• _挑战题目_
1. 请根据这篇关于张猛的报道回答下列问题:
(a) 张猛第一次走上金鸡奖领奖台是在哪天晚上、哪座城市?
(b) 1995年张猛回老家铁岭是为了帮谁做什么?
(c) 铁岭评剧团里那架钢琴是由谁造出来的?
2. 按照这篇关于张猛的报道,1995年张猛为什么去了铁岭评剧团?用一到三句话说明。
3. 判断下面各说法是否符合这篇关于张猛的报道,回答"是"或"否",并引用原文中起决定作用的字句。
(a) 《钢的琴》是张猛导演生涯的第一部剧情长片。
(b) 张猛按下的那个琴键后来又复位了。
(c) 1995年是东北老工业基地最艰难的时候。

张猛导演 张猛 无数个不专业的人成全了我

张猛:无数个不专业的人成全了我

“我从来没奢望有那么多人喜欢这个片子,但是不喜欢不代表我们不需要。我希望所有人能挤点时间静下心来,回头看看我们曾经经历的那个时代。”

“拿到这个奖,我就可以跟老婆说,不用再等3年了,日后可能就会有钱,拍下一部电影。谢谢你,老婆。”10月18日晚,张猛在合肥第一次走上了金鸡奖的领奖台。这是他进入电影圈的第四个年头,伴他斩获金鸡的是导演生涯的第二部剧情长片《钢的琴》。

组委会评语这样写道:电影《钢的琴》是一部创新意识很强、风格独特的作品。既蕴含现实主义精神和气质,又有质朴的个性色彩。创作者把个人命运放在宏大的时代背景下,用独特的方式讲述了一个寓言式的故事,塑造了一群诚实可爱、个性鲜明的工人形象,特授予“评委会特别奖”。

“工人阶级的绝唱”,这是张猛眼里的《钢的琴》。很少有人知道:这部作品,差一点成为张猛电影生涯的绝唱。

重回集体时代的“绝唱”

1995年,在中戏上学的张猛回到老家铁岭,帮姑姑装修她的服装店。为了找木料,他去了父亲年轻时待过的铁岭评剧团。在那里,他又见到了小时候见过的那架钢琴。它最独特的地方不是比普通钢琴大,也不是比张猛更年长,而是它并非出自琴厂。造出这架钢琴的,是张猛的父亲和当年样板戏学习班的一群剧团同事。

张猛掀开已经龟裂的琴盖,按了一下琴键,多年后它居然还能发声。只是,按下的琴键孤零零地陷在键盘里,再也没能复位。后来每次想起这一幕,张猛脑海里就浮现出一个词:绝唱。

那一年,张猛印象最深的就是街上经常能看到老工人们打着横幅上街。“其实东北老工业基地从1985年开始,就已经有厂子开始倒闭,95年是最艰难的时候。”

他清楚地记得90年代。那些年,同学中有父母因为经济原因离婚,也有同学的父母下岗后复婚;有人跟随大人远走他乡,也有人因为家庭成绩一落千丈。说不清为什么,一夜间,所有人的生活都变了。

• _所示数据_
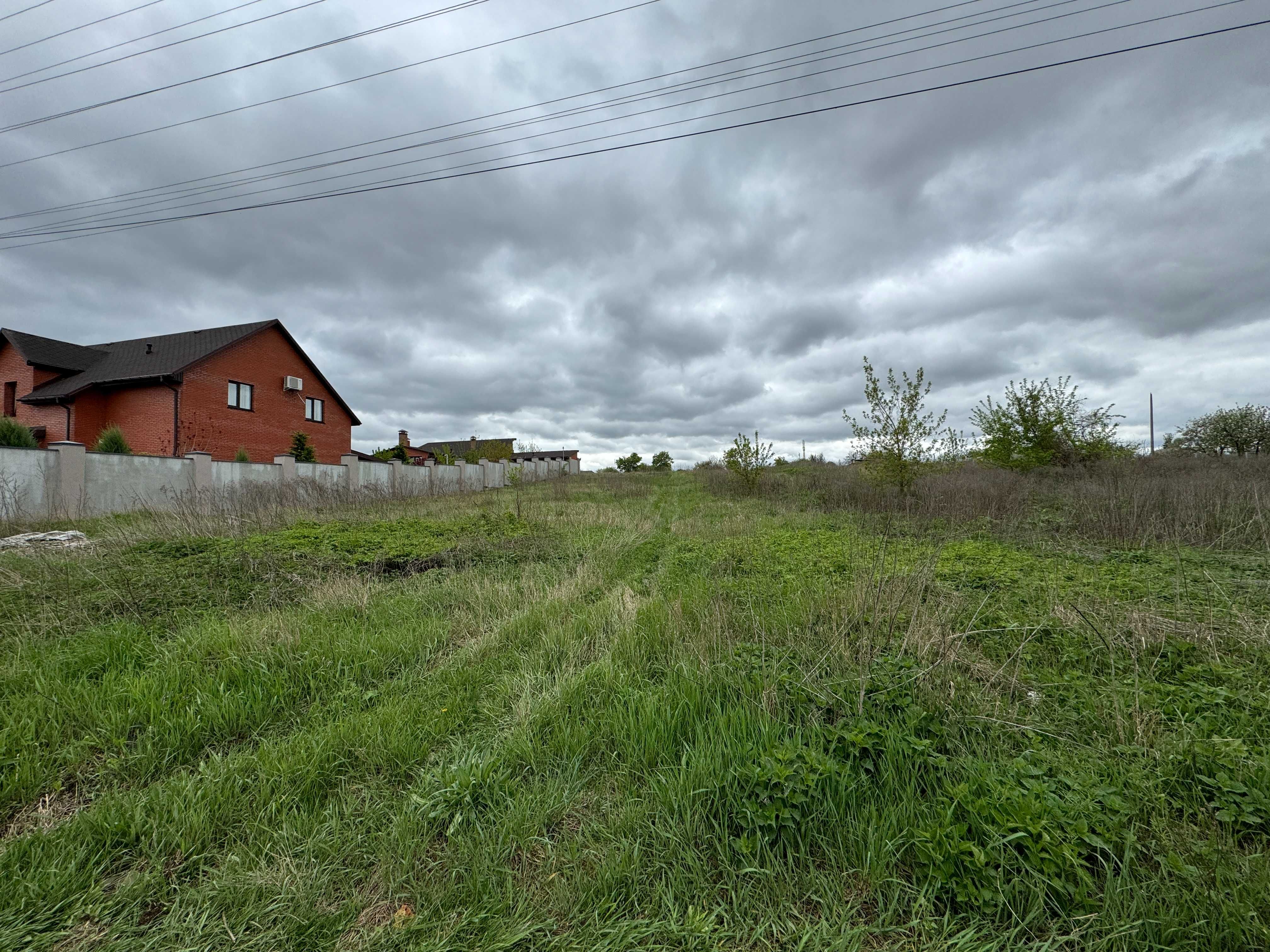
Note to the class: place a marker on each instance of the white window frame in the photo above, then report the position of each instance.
(234, 395)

• _本题答案_
1.
(a) 10月18日晚,在合肥。
(b) 帮姑姑装修她的服装店。
(c) 张猛的父亲和当年样板戏学习班的一群剧团同事。

2. 1995年张猛回铁岭帮姑姑装修服装店,为了找木料,他去了父亲年轻时待过的铁岭评剧团。

3.
(a) 否。"伴他斩获金鸡的是导演生涯的第二部剧情长片《钢的琴》"
(b) 否。"按下的琴键孤零零地陷在键盘里,再也没能复位"
(c) 是。"95年是最艰难的时候"